• _List of tasks_
- a) Reproduce the part of the sign language passage starting with "It doesn’t have" and going on through "does it offer?".
- b) In one to three sentences, explain why the sign language passage says the problems Deaf people face, such as wasted talents and institutions that communicate poorly with signers, come about.

• _Supplied passage_
-- Opening Marker --
In fact, Scotland stands on the verge of transforming the BSL landscape. With all-party support, Mark Griffin MSP  intends to put a BSL bill before the Scottish Parliament later this year. It will focus minds and energies on securing the future of this language community, and on safeguarding its linguistic human rights.

As yesterday’s BDA BSL Symposium in London clearly showed, the rest of the UK is paying close attention to progress at Holyrood. Deaf people, just like others, are entitled to enjoy our uniquely visual cultural heritage. Our children – including those born to hearing parents – are entitled to share that extraordinary linguistic inheritance.

And, if you only have eyes to see, you’re more than welcome to come in. Just enter through the doorway marked ‘BSL’ and find out for yourself. The future signs.

Author: Graham Turner

Vow of Silence: Day 2

Surgery performed on Deaf people without their consent. Signers unemployed or under-employed, their talents wasted. Shockingly frequent mental health problems as Deaf people struggle to live within a hostile social system. Deaf children in classrooms where they can’t understand the language of instruction. Police, prisons, banks, Inland Revenue – an endless list of institutions not bothering to make sure they are communicating effectively with British Sign Language users.

It doesn’t have to be like this.

In a publication some years ago (alluding to a comparison with the struggle for racial equality), I described this picture as ‘institutional audism’. These things don’t happen because individual non-signing hearing people want Deaf people to suffer. They happen because the social world we inhabit is designed to suit hearing people.

So how could things be changed? Today, the British Deaf Association launches a report www.bda.org.uk pressing to enhance the legal status of BSL (and, because it’s used in parts of the UK, Irish Sign Language). Drawing on extensive research, and sources including the range of international Deaf and hearing students on Heriot-Watt University’s programmes (eg www.eumasli.eu),  I’ve been a member of the task group assembling this discussion document over several months. What alternatives does it offer?

  • Portugal, Uganda and Venezuela have recognised their signed languages within their constitutions.
  • Pro-sign acts of parliament have been passed in Brazil, Poland and Slovakia.
-- Closing Marker --
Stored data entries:
-- Opening Marker --
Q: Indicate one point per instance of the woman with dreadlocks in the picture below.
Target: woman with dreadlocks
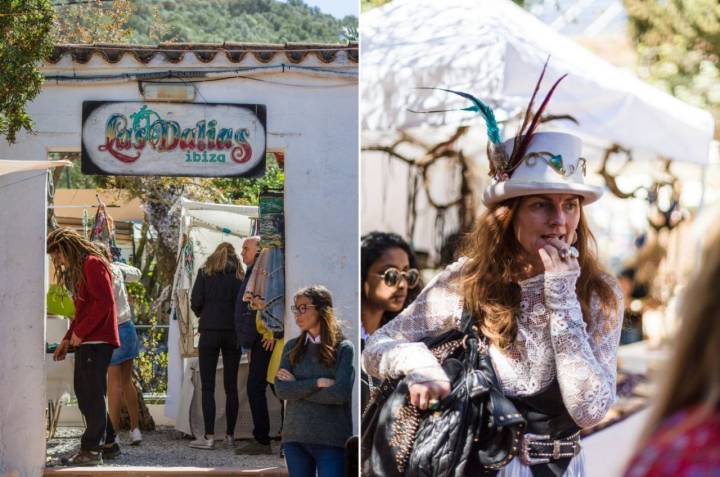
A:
(530, 281)
(93, 333)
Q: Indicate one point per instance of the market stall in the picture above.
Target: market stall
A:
(203, 226)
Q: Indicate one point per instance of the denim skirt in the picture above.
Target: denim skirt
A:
(129, 348)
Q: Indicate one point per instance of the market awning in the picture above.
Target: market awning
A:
(8, 166)
(495, 50)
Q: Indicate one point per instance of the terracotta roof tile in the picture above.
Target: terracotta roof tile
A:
(206, 52)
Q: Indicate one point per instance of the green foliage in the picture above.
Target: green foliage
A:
(151, 363)
(262, 21)
(93, 22)
(247, 191)
(678, 46)
(25, 41)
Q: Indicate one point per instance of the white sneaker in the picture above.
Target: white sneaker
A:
(203, 442)
(135, 437)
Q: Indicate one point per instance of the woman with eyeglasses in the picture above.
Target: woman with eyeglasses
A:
(530, 282)
(390, 282)
(316, 377)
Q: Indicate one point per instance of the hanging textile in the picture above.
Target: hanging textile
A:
(272, 220)
(104, 231)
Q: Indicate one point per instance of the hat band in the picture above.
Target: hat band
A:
(555, 161)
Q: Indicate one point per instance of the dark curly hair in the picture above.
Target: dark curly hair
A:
(374, 244)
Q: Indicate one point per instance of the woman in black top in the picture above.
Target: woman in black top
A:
(213, 300)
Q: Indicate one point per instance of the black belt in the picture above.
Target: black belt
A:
(541, 449)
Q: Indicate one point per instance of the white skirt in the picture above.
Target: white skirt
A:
(517, 469)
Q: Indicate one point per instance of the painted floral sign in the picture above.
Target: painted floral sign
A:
(173, 139)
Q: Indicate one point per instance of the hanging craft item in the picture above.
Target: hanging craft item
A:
(272, 220)
(104, 230)
(59, 301)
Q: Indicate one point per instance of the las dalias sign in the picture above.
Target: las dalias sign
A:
(173, 139)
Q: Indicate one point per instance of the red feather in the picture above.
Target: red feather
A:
(528, 111)
(519, 153)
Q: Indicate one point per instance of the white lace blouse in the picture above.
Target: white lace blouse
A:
(552, 340)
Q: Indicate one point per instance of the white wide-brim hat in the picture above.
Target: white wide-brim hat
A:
(552, 164)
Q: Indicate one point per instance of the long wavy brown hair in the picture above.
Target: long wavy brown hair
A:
(692, 376)
(218, 261)
(489, 279)
(330, 332)
(75, 249)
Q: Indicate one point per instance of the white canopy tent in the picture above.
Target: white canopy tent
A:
(495, 50)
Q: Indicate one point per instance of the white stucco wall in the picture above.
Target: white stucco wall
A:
(312, 116)
(22, 316)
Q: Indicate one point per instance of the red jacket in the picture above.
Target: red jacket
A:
(95, 315)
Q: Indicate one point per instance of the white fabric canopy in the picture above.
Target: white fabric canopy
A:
(495, 50)
(8, 166)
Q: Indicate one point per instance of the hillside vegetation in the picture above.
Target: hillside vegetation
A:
(213, 21)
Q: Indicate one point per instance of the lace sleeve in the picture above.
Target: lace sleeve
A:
(393, 351)
(585, 359)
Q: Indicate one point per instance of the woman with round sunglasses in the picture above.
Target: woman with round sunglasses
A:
(315, 379)
(390, 281)
(389, 276)
(530, 279)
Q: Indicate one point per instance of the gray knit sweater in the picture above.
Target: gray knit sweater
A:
(318, 415)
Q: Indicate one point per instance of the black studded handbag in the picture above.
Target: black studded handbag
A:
(476, 430)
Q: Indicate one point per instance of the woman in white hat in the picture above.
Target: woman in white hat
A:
(530, 277)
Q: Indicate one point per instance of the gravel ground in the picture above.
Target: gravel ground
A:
(163, 448)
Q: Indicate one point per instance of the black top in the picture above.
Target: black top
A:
(213, 299)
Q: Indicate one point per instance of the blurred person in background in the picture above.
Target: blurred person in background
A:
(683, 434)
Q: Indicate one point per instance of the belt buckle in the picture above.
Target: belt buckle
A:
(528, 439)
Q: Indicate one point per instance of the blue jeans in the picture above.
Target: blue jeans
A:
(303, 460)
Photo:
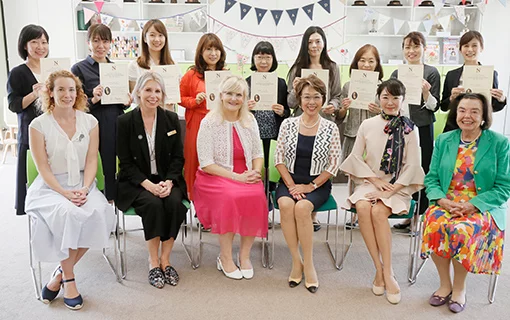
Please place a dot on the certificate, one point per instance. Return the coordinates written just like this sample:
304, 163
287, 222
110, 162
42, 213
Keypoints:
212, 86
170, 75
411, 76
322, 74
114, 79
264, 90
49, 65
362, 88
478, 79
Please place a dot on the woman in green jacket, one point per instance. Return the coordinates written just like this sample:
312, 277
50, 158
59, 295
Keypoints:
468, 186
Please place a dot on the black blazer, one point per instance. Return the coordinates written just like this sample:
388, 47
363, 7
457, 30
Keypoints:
133, 154
19, 84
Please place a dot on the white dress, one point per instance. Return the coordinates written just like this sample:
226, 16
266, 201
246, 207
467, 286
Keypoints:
58, 224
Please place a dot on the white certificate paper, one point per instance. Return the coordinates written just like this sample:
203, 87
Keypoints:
478, 79
212, 86
363, 88
114, 79
49, 65
322, 74
171, 75
264, 90
411, 76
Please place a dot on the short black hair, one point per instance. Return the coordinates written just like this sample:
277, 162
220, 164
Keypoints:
394, 86
29, 33
486, 109
264, 47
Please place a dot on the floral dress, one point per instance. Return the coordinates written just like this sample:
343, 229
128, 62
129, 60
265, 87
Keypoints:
475, 240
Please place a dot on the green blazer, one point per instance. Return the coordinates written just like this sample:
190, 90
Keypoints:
491, 172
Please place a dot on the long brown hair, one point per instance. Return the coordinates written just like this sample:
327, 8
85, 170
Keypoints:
164, 57
206, 41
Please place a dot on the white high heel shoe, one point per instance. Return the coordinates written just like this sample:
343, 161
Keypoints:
236, 275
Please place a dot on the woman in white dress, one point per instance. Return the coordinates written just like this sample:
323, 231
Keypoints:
70, 214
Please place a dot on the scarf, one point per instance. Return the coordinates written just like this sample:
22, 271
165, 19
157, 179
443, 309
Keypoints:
397, 126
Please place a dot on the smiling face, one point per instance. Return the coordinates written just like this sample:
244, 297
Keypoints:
64, 92
390, 104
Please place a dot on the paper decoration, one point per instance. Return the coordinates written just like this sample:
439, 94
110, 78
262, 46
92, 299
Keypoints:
308, 9
229, 4
277, 15
326, 5
244, 10
292, 15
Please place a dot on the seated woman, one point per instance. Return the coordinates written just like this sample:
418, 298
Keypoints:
150, 177
307, 156
71, 215
228, 192
384, 166
464, 225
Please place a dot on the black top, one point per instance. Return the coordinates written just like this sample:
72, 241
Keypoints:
133, 154
19, 84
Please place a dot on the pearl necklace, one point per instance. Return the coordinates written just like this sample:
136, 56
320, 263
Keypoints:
312, 126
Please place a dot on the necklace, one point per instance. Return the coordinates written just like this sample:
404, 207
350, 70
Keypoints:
312, 126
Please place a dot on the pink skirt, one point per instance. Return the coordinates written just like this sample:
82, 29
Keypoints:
225, 205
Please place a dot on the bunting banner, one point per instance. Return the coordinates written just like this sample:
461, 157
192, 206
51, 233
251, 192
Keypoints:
277, 15
309, 10
244, 10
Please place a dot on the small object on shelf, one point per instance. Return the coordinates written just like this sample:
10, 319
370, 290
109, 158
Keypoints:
359, 3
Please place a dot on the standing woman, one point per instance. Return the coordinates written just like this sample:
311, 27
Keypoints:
422, 115
99, 40
22, 92
210, 55
263, 59
471, 46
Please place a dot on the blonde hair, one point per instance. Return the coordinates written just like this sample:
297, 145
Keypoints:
47, 103
234, 84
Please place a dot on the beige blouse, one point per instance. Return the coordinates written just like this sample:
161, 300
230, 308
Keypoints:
365, 161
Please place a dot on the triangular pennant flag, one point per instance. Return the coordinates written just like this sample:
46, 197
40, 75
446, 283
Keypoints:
229, 4
277, 15
260, 14
397, 25
308, 9
292, 15
99, 5
88, 14
427, 24
106, 19
244, 9
326, 5
414, 25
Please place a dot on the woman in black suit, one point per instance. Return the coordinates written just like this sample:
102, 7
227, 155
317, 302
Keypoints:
471, 45
150, 152
22, 92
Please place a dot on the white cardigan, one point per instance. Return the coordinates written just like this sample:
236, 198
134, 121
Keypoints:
215, 142
326, 147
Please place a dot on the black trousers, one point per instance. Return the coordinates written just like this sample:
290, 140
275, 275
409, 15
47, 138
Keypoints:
161, 217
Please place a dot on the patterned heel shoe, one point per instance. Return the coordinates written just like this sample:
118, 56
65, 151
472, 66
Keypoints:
171, 276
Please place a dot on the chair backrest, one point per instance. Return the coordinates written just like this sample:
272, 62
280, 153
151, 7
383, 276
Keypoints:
32, 172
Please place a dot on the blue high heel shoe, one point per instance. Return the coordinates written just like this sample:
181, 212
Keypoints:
75, 303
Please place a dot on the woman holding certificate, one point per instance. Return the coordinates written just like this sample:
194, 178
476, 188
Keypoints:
307, 156
229, 195
99, 41
385, 167
22, 92
210, 55
471, 46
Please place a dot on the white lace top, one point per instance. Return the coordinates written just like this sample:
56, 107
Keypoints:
64, 155
215, 144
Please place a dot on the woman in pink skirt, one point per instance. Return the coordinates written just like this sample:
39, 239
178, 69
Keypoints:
229, 195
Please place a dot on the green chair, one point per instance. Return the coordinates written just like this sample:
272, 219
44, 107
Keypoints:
32, 173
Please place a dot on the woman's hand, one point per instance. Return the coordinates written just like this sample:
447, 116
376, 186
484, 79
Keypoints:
200, 97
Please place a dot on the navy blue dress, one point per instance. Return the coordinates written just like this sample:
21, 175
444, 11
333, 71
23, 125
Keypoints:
302, 175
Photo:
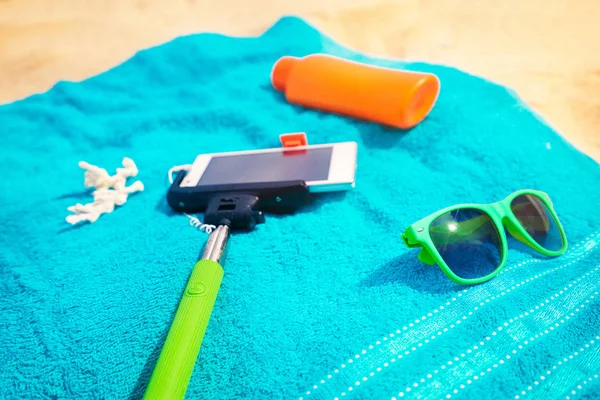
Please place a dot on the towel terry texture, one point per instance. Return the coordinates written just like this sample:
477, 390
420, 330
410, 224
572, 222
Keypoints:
323, 304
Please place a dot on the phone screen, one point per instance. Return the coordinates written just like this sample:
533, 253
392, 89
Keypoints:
307, 165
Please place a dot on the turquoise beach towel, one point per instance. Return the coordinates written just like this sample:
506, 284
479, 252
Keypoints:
323, 304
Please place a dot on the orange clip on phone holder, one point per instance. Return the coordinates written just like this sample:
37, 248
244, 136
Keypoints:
291, 140
388, 96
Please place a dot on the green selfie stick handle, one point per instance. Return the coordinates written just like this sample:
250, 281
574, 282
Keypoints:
175, 364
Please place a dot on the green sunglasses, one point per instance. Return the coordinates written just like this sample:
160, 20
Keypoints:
468, 241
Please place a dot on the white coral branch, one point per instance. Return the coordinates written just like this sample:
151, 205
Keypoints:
110, 191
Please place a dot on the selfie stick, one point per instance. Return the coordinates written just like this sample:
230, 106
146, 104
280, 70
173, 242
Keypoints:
178, 356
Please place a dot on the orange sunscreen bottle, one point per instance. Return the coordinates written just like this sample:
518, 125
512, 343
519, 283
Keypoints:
388, 96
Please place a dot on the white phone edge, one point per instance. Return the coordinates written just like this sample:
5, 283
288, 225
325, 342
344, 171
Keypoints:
342, 168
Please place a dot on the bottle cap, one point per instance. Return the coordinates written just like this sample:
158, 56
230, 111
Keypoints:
281, 71
423, 90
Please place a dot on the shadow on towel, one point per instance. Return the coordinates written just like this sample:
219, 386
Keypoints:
407, 270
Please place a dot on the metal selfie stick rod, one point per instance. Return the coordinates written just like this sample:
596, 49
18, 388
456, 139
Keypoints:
178, 356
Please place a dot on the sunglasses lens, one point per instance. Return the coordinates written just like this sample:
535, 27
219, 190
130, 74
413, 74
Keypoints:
537, 220
468, 241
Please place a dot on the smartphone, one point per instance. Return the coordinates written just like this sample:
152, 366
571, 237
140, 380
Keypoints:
317, 168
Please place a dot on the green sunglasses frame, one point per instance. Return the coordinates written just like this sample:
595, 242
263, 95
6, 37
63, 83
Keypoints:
501, 215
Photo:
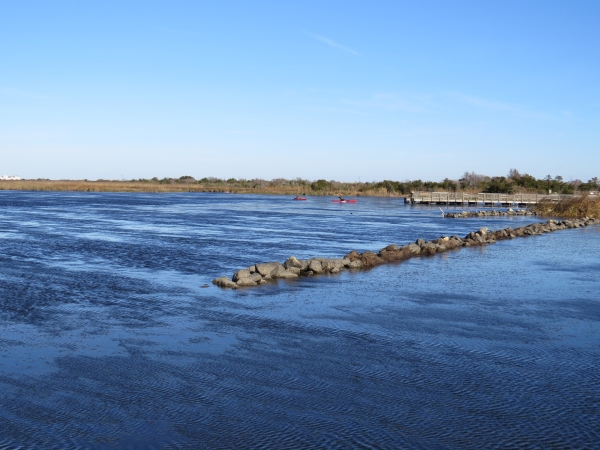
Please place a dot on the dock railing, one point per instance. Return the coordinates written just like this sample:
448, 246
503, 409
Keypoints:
464, 198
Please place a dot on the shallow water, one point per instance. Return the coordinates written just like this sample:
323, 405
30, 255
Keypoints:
107, 338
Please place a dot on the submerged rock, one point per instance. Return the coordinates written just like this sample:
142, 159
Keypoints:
292, 268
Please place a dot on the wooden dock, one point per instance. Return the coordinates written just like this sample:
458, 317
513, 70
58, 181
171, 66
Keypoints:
463, 198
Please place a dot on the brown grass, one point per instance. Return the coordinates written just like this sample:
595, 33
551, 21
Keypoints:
575, 208
350, 189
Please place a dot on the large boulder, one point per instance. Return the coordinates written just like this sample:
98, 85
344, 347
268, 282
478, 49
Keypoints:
281, 272
293, 262
315, 266
413, 249
265, 269
242, 273
224, 282
370, 259
352, 256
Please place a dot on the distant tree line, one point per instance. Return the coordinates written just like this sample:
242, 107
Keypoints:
512, 183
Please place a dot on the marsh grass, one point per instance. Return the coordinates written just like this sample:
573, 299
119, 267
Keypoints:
345, 189
576, 208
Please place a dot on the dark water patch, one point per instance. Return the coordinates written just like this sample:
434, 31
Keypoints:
108, 341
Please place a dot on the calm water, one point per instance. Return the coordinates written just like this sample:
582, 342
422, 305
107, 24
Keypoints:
108, 340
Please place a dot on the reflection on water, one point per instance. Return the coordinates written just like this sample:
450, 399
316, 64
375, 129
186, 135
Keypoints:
107, 339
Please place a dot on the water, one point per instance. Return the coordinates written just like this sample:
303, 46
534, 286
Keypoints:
109, 340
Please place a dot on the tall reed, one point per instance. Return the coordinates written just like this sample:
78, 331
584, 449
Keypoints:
576, 208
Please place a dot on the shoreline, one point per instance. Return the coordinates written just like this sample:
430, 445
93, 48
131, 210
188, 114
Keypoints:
266, 273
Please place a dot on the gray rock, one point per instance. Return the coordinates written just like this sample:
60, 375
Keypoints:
265, 269
292, 262
280, 272
414, 249
389, 248
316, 266
242, 273
256, 277
224, 282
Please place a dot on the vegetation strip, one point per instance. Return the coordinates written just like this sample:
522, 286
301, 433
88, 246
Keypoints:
264, 273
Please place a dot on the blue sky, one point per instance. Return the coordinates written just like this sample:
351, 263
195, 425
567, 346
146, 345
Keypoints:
313, 89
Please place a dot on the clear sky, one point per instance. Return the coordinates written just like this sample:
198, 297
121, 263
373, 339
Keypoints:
313, 89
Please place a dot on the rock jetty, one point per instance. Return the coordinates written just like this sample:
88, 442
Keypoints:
490, 213
264, 273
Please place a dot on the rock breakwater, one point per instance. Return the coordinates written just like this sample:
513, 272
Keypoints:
490, 213
264, 273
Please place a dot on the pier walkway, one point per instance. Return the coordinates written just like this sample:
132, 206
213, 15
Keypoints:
463, 198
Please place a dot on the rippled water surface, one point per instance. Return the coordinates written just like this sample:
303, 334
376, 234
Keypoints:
109, 340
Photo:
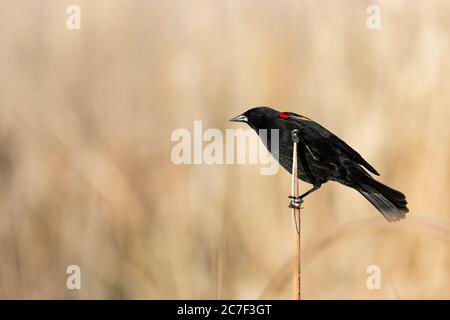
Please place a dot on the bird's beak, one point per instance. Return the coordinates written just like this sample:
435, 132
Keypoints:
240, 118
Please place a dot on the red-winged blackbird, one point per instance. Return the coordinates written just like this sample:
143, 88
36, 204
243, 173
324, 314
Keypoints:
322, 157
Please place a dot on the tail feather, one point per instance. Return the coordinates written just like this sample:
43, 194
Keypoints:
390, 202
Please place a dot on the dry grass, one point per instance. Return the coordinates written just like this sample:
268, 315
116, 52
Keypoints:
85, 170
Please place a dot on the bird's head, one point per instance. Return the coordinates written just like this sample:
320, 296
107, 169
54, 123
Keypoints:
258, 118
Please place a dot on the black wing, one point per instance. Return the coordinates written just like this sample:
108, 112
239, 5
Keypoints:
331, 138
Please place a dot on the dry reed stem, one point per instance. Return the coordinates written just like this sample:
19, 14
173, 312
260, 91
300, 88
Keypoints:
296, 218
433, 228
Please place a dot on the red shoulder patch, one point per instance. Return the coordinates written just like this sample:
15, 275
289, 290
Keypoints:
283, 115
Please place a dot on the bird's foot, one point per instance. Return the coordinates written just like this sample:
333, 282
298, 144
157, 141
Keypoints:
296, 202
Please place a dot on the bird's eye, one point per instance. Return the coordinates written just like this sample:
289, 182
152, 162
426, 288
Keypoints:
283, 115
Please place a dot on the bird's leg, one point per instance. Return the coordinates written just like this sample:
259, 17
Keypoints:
296, 202
314, 188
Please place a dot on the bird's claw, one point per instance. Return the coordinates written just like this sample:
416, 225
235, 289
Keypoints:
294, 136
296, 202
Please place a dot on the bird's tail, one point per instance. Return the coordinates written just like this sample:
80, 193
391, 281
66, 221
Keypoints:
391, 203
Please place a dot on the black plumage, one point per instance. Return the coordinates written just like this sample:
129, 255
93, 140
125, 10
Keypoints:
323, 157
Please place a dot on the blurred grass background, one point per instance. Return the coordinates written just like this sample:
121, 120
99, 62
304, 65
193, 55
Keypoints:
85, 170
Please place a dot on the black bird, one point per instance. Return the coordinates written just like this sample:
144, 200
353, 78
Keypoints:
322, 156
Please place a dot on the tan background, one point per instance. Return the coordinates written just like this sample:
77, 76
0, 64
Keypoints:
85, 170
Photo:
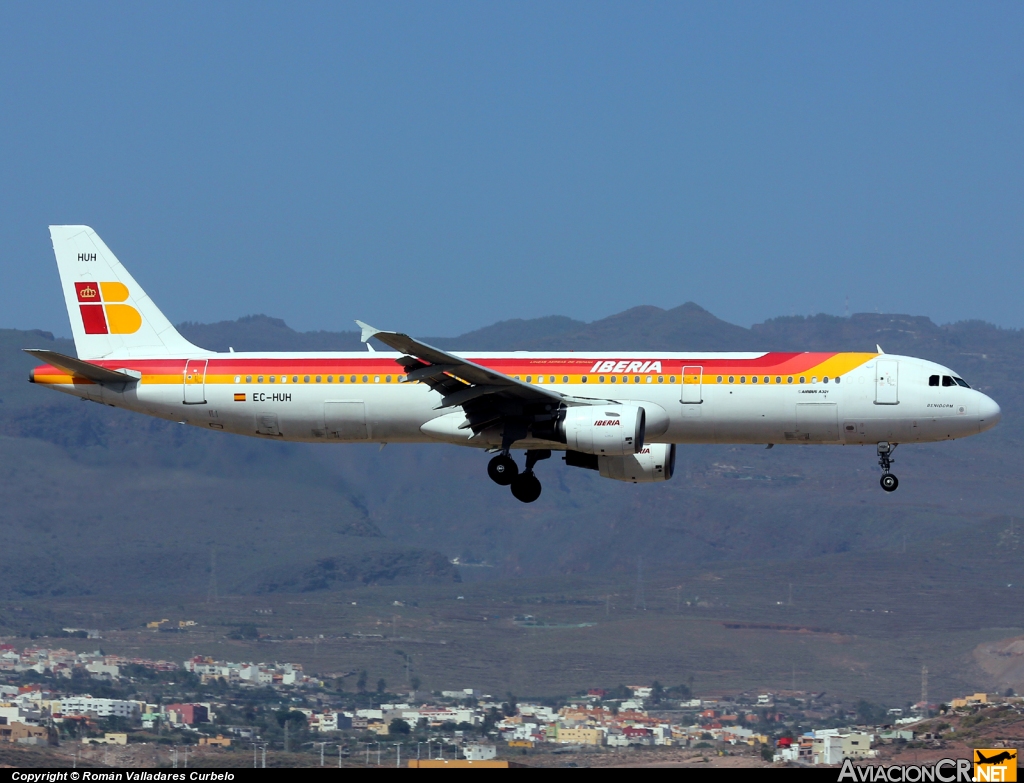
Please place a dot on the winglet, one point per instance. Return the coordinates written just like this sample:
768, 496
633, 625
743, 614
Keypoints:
368, 331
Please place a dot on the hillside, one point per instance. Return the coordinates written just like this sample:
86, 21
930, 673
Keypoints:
145, 503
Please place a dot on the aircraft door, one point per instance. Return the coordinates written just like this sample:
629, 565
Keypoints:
691, 391
345, 420
195, 382
266, 424
886, 382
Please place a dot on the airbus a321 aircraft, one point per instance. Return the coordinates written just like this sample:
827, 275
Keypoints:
621, 414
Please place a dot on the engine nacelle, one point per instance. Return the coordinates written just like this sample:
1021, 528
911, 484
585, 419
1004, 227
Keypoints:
655, 462
603, 430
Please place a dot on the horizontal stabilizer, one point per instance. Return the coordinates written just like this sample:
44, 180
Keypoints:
81, 368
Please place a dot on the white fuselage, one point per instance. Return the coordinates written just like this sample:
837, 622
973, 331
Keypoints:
842, 398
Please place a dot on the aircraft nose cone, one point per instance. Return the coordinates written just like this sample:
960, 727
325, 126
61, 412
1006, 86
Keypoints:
988, 412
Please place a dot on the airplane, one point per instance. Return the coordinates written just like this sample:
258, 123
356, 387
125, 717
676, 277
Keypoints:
1006, 755
616, 412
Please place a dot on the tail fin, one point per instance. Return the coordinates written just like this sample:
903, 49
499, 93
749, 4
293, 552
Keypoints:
110, 312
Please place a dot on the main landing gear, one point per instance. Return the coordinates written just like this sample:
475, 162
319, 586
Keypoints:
889, 481
505, 472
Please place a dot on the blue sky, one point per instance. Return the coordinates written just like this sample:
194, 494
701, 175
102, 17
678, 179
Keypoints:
436, 167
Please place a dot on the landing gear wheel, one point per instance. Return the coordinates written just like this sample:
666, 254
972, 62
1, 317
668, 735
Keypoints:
503, 470
525, 487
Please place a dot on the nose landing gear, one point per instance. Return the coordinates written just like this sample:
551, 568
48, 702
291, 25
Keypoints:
525, 486
503, 470
889, 481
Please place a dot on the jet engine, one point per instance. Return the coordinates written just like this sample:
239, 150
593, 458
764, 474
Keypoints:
611, 430
655, 462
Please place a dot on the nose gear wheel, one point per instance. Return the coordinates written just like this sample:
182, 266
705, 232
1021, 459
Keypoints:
889, 481
503, 470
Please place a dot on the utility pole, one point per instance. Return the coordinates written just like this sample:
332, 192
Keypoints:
211, 592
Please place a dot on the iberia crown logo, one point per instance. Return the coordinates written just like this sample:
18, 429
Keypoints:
110, 317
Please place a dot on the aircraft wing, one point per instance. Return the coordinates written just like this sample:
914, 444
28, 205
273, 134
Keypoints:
82, 368
457, 379
489, 398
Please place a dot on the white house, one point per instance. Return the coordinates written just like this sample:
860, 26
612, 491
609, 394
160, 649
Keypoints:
478, 752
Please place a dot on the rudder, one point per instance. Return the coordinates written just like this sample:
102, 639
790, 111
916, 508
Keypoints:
110, 313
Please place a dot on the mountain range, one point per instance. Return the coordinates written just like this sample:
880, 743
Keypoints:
99, 501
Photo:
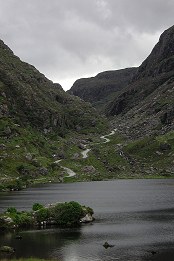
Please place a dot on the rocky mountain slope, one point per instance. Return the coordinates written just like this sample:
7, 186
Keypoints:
146, 105
100, 89
29, 97
39, 123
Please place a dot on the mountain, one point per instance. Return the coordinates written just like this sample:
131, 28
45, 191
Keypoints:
39, 123
147, 102
29, 97
100, 89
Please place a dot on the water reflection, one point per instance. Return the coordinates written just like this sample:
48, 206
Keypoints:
136, 216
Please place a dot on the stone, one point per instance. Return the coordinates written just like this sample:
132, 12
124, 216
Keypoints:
89, 169
106, 245
81, 146
43, 171
28, 156
7, 249
88, 218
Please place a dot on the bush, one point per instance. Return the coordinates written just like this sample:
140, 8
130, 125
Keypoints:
23, 219
42, 215
67, 214
12, 210
37, 206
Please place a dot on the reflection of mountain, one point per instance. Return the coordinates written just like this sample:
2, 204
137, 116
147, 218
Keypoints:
42, 243
103, 87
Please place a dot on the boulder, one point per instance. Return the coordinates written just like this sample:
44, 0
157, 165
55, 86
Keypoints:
86, 219
7, 249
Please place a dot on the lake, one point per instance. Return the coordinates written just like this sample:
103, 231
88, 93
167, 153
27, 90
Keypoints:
136, 216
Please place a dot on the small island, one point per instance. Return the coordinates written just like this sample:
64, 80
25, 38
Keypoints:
67, 214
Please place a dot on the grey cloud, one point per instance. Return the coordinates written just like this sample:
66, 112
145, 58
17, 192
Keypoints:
68, 39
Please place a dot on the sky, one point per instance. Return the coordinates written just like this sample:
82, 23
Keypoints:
71, 39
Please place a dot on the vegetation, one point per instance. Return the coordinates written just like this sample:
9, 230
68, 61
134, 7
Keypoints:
66, 214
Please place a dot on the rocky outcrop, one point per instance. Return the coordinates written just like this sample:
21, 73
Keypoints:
100, 89
30, 98
146, 105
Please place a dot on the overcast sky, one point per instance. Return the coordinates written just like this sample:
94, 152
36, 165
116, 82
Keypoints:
71, 39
-- Closing Marker --
• _Answers by item_
- a)
It doesn’t have to be like this.

In a publication some years ago (alluding to a comparison with the struggle for racial equality), I described this picture as ‘institutional audism’. These things don’t happen because individual non-signing hearing people want Deaf people to suffer. They happen because the social world we inhabit is designed to suit hearing people.

So how could things be changed? Today, the British Deaf Association launches a report www.bda.org.uk pressing to enhance the legal status of BSL (and, because it’s used in parts of the UK, Irish Sign Language). Drawing on extensive research, and sources including the range of international Deaf and hearing students on Heriot-Watt University’s programmes (eg www.eumasli.eu),  I’ve been a member of the task group assembling this discussion document over several months. What alternatives does it offer?

- b) These problems don't arise because individual non-signing hearing people want Deaf people to suffer. They happen because the social world is designed to suit hearing people, a picture the author has called "institutional audism."